> **Page extract**:
Tyler with a recently collared anesthetized wild pig.

Charles “Tyler” Buckley grew up on the coast of Georgia in Savannah, which holds a strong place in his heart and he hopes to return there someday. Growing up fishing and hunting he quickly became interested in natural resources.

“I originally thought I wanted to be a game warden but soon realized that instead of the law, I was more interested in contributing to the management of lands and natural resources.”

Tyler attended the Abraham Baldwin Agricultural College in Tifton, GA, and earned a bachelor’s degree in 2018 in natural resource management with an emphasis in wildlife management. His bachelor program was very applied and taught him how important ranching and agricultural areas are to managing landscapes and supporting wildlife.

“Thinking back on my bachelor’s degree program, almost every lab was hands on. Whether it was conducting mark-recapture studies on salamanders, cruising timber, or conducting prescribed burns.”

Assisting with sea turtle nesting and monitoring studies on the Blackbeard Island National Wildlife Refuge.

 

Between school years, Tyler held many summer internships with the US Fish and Wildlife Service. For two summers he worked at the Harris Neck National Wildlife Refuge in Townsend, GA conducting general maintenance, assisting with sea turtle monitoring and helping control the wild pig population. Tyler then worked two summers at the Blackbeard Island National Wildlife Refuge, GA conducting more intense work on sea turtles and wild pig population control. He also worked at the Jones Center at Ichauway, GA studying the effects of fire on understory hardwoods. All of this experience led him to get a job after graduation on a large ranch in Highlands County, FL as a wild pig field technician with the RCREC’s wildlife program.

> **Dataset section**:
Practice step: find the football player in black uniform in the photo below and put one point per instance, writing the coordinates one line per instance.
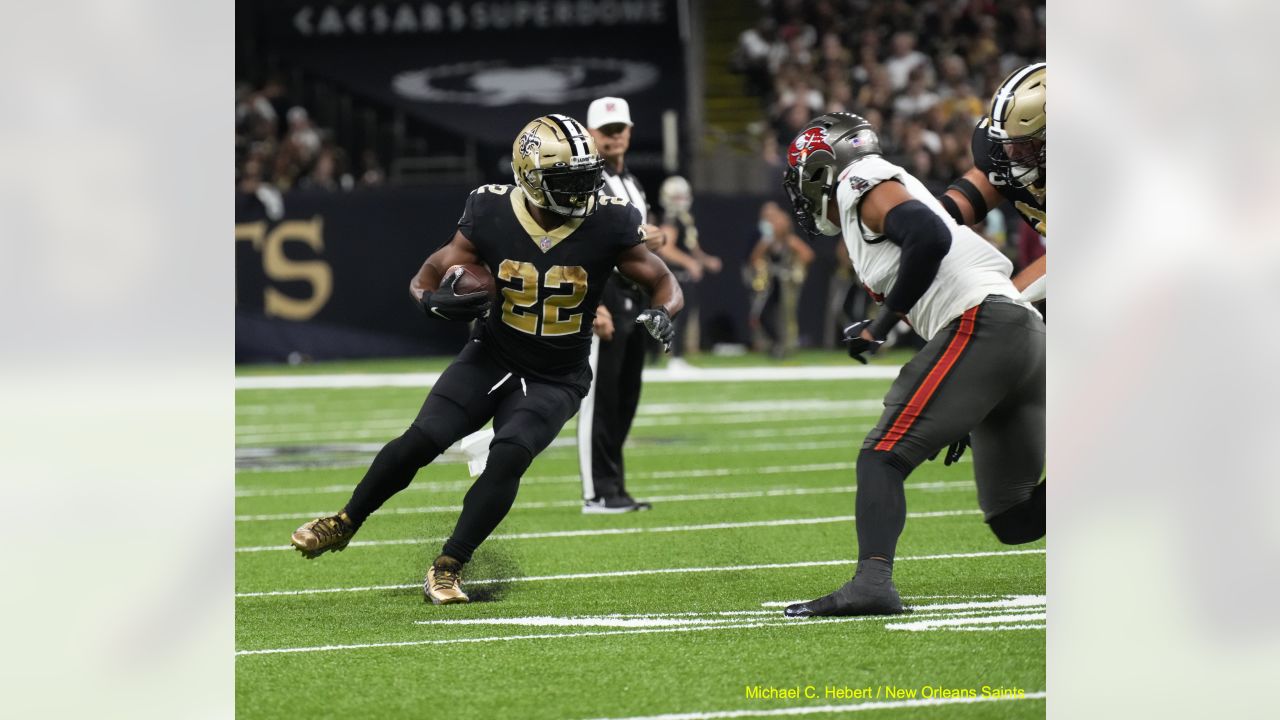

> **Written instruction 1**:
In the profile of Tyler Buckley, what degree did he earn in 2018?
> **Written instruction 2**:
In the profile of Tyler Buckley, write out the passage that begins at "Tyler attended the" and stops after "National Wildlife Refuge.", substituting "frogs" for "salamanders".
> **Written instruction 3**:
Pick up the profile of Tyler Buckley after its last sentence and carry it on.

> **Task result 1**:
A bachelor's degree in natural resource management with an emphasis in wildlife management.

> **Task result 2**:
Tyler attended the Abraham Baldwin Agricultural College in Tifton, GA, and earned a bachelor’s degree in 2018 in natural resource management with an emphasis in wildlife management. His bachelor program was very applied and taught him how important ranching and agricultural areas are to managing landscapes and supporting wildlife.

“Thinking back on my bachelor’s degree program, almost every lab was hands on. Whether it was conducting mark-recapture studies on frogs, cruising timber, or conducting prescribed burns.”

Assisting with sea turtle nesting and monitoring studies on the Blackbeard Island National Wildlife Refuge.

> **Task result 3**:
Recording plant data at the Jones Center at Ichauway, GA.

Tyler quickly became an essential member of the RCREC wildlife program, assisting with wild pig trapping, tagging, and sampling. He also monitors and processes imagery from a large array of 44 game cameras distributed across a 10,000 acre ranch. Tyler’s hard work and interest in land management led him to start his Master’s program with UF’s Department of Wildlife Ecology and Conservation and the RCREC under Dr. Raoul Boughton in 2018.

“I have always had an interest in invasive species management and being able to develop and contribute to the knowledge base of one of the most damaging and widespread invasive species is exciting.”

Tyler baiting a pig trap with soured corn on a ranch in Highlands County, FL.

Tyler’s master’s research focuses on the compensatory responses of wild pigs under pulsed removal events. To simplify, he is interested in the mechanisms that wild pigs possess to offset control efforts such as trapping and shooting, particularly by examining an increase in litter size and survival. Wild pigs on site have been trapped, tagged, and released, and using the large game camera array he can estimate the pig abundance and population responses to removal events. This research will help create informed management regimes to more efficiently understand how to reduce wild pig population growth. His research is being funded by the USDA NWRC Feral Swine Program.

When Tyler is not conducting wild pig research he continues to enjoy fishing, hunting, hiking and anything outdoors. Tyler is planning to graduate in fall 2020 and enter the work force right away.

Recording recaptured previously collared pigs in a trap on a ranch in Highlands County, FL.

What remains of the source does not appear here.